> [Exercise brief]
Here are some records. Copy each one exactly.

....

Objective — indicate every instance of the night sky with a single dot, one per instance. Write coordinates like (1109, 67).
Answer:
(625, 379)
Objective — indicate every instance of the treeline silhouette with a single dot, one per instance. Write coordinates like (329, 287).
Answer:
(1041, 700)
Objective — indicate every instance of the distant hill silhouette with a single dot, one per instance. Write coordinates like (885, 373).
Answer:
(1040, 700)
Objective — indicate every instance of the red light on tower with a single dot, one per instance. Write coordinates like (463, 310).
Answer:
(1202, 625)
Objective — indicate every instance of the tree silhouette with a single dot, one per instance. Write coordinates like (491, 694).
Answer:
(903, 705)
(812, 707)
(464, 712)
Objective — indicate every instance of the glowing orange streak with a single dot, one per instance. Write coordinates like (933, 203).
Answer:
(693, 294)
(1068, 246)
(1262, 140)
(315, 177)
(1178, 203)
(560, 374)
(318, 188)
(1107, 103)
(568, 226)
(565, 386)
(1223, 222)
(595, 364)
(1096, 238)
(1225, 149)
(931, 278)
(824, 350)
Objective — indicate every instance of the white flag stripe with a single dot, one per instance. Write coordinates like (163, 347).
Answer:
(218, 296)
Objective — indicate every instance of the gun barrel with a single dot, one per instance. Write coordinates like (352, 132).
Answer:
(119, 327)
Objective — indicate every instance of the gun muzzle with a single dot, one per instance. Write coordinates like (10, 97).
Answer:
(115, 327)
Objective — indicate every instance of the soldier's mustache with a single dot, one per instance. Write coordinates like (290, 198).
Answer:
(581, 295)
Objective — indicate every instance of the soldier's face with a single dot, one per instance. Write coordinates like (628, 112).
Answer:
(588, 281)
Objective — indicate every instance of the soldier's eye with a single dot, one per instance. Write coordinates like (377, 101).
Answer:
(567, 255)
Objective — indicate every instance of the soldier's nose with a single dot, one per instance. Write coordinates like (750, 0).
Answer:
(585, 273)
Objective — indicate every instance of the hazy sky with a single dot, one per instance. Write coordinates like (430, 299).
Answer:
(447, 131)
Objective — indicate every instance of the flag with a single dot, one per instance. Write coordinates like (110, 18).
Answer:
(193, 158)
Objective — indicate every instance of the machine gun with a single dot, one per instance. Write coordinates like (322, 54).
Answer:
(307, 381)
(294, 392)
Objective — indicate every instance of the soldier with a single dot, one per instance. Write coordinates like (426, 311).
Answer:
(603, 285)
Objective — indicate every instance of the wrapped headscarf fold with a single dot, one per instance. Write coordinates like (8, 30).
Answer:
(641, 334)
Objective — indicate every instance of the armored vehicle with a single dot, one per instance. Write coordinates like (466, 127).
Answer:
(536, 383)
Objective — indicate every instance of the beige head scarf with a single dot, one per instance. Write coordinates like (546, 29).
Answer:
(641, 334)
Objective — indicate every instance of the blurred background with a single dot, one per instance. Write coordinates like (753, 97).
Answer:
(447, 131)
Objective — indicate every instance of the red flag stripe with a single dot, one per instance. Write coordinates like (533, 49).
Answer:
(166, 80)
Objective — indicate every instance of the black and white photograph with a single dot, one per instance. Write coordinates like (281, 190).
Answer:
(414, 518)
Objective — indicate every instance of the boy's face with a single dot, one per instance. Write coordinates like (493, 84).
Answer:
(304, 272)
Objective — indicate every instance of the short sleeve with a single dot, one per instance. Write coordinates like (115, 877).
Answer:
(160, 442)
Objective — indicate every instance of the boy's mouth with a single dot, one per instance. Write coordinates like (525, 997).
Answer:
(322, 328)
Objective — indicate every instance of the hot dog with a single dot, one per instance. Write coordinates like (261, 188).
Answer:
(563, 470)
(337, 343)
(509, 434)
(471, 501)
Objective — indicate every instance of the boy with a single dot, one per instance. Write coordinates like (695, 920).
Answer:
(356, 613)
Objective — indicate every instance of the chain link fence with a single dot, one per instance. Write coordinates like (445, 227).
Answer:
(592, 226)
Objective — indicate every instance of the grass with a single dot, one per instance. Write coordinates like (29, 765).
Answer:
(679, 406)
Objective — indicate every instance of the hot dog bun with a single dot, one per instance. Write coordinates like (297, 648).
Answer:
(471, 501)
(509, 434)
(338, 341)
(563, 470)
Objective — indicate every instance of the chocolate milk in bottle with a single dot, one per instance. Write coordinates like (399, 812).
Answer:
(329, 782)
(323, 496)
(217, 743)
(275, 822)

....

> [Full output]
Objective — indicate every instance of the night sky with a single dot, one per instance. Write coordinates like (1109, 67).
Answer:
(625, 379)
Objective — indicate every instance of the treeline silhouette with a single dot, one per instance. Write coordinates like (329, 287).
Answer:
(1041, 700)
Objective — indicate every instance of the distant hill silhouette with a single dot, one per instance. Write coordinates like (885, 373).
Answer:
(1040, 700)
Objective — indicate every instance of the red light on tower with a single dot, one per instance. Write coordinates like (463, 310).
Answer:
(1202, 625)
Objective — indicate every instance of the tree silhouette with a single dot, one per instance. Write coordinates like (491, 694).
Answer:
(903, 705)
(812, 707)
(464, 712)
Objective — indicate every instance of the glowing orange streak with a single dot, one per instance. Write coordinates like (933, 203).
Answer:
(693, 294)
(1068, 246)
(1262, 140)
(315, 177)
(1178, 203)
(560, 374)
(318, 188)
(1107, 103)
(568, 226)
(565, 386)
(1223, 222)
(595, 364)
(1096, 238)
(1225, 149)
(931, 278)
(824, 350)
Objective — indicate every instance of the white flag stripe with a single dot, one per instance. Write coordinates like (163, 347).
Answer:
(218, 296)
Objective — indicate every instance of the gun barrel with a single dot, one per instance. Write coordinates like (352, 132).
Answer:
(119, 327)
Objective — indicate every instance of the gun muzzle with a single dot, one per instance. Write coordinates like (10, 97).
Answer:
(115, 327)
Objective — indicate every instance of the soldier's mustache with a single dot, one per instance. Write coordinates like (290, 198).
Answer:
(581, 295)
Objective — indicate every instance of the soldier's face with a single dot, one per instance. Write coordinates like (628, 112).
Answer:
(588, 281)
Objective — indicate every instance of the soldier's eye with a single dot, one per instance. Write coordinates like (377, 101).
Answer:
(567, 255)
Objective — indicate every instance of the soldier's nose with a single dot, one per instance. Write coordinates like (750, 0).
Answer:
(585, 273)
Objective — indicate every instance of the hazy sky with a single dot, one per instance. Write coordinates like (430, 299).
Answer:
(447, 131)
Objective — indicate every instance of the flag with a single dot, one per instance. Write coordinates like (110, 18).
Answer:
(193, 158)
Objective — indicate every instance of the machine gun with a single dot, one per instance. Write coordinates like (322, 54).
Answer:
(307, 381)
(294, 392)
Objective — indicate every instance of the soldier with a single dot, one per instance. Write coordinates like (426, 311).
Answer:
(603, 285)
Objective — indicate every instance of the wrapped headscarf fold with a single dot, one per instance. Write coordinates like (8, 30).
Answer:
(641, 334)
Objective — indicate every instance of the armored vehicle with a single dot, one per instance. Write coordinates like (466, 127).
Answer:
(536, 383)
Objective — indicate every instance of the beige head scarf with a single dot, one per instance. Write coordinates like (546, 29).
Answer:
(641, 334)
Objective — indicate every instance of the blurred background with a single dot, one per instance. Write coordinates like (753, 97).
Answer:
(447, 131)
Objective — indicate every instance of the red flag stripe with a single dot, one per instance. Write coordinates like (533, 49).
Answer:
(166, 80)
Objective — indicate every instance of the black and white photograph with a single dot, one per instance. Write coordinates like (281, 190).
Answer:
(414, 518)
Objective — indicate every instance of the boy's face with a single dot, one per instance. Write coordinates like (493, 84).
Answer:
(304, 272)
Objective — indicate every instance of the short sleeve with a single dot, one per instance. Write coordinates like (115, 877).
Answer:
(160, 442)
Objective — indicate every instance of the boy's mouth with a single dot, one per instance. Write coordinates like (525, 997).
Answer:
(322, 328)
Objective — indicate every instance of the hot dog with a single dot, one per instance. Write coordinates like (261, 188).
Answer:
(563, 470)
(337, 343)
(509, 434)
(471, 501)
Objective — indicate every instance of the boy with a single dot, one per instance. Write coordinates like (695, 920).
Answer:
(356, 613)
Objective — indicate every instance of the chain link fence with a single dot, one per instance. Write coordinates like (445, 227).
Answer:
(592, 226)
Objective — indicate every instance of the grass with a single dot, one per instance. Write coordinates like (29, 765).
Answer:
(679, 406)
Objective — indicate every instance of the hot dog bun with a single dot, one per instance. Write coordinates like (297, 648).
Answer:
(471, 501)
(509, 434)
(338, 341)
(563, 470)
Objective — indicate every instance of the chocolate milk in bottle with a single dot, one per instance. Write coordinates like (399, 812).
Answer:
(329, 782)
(323, 496)
(217, 743)
(275, 822)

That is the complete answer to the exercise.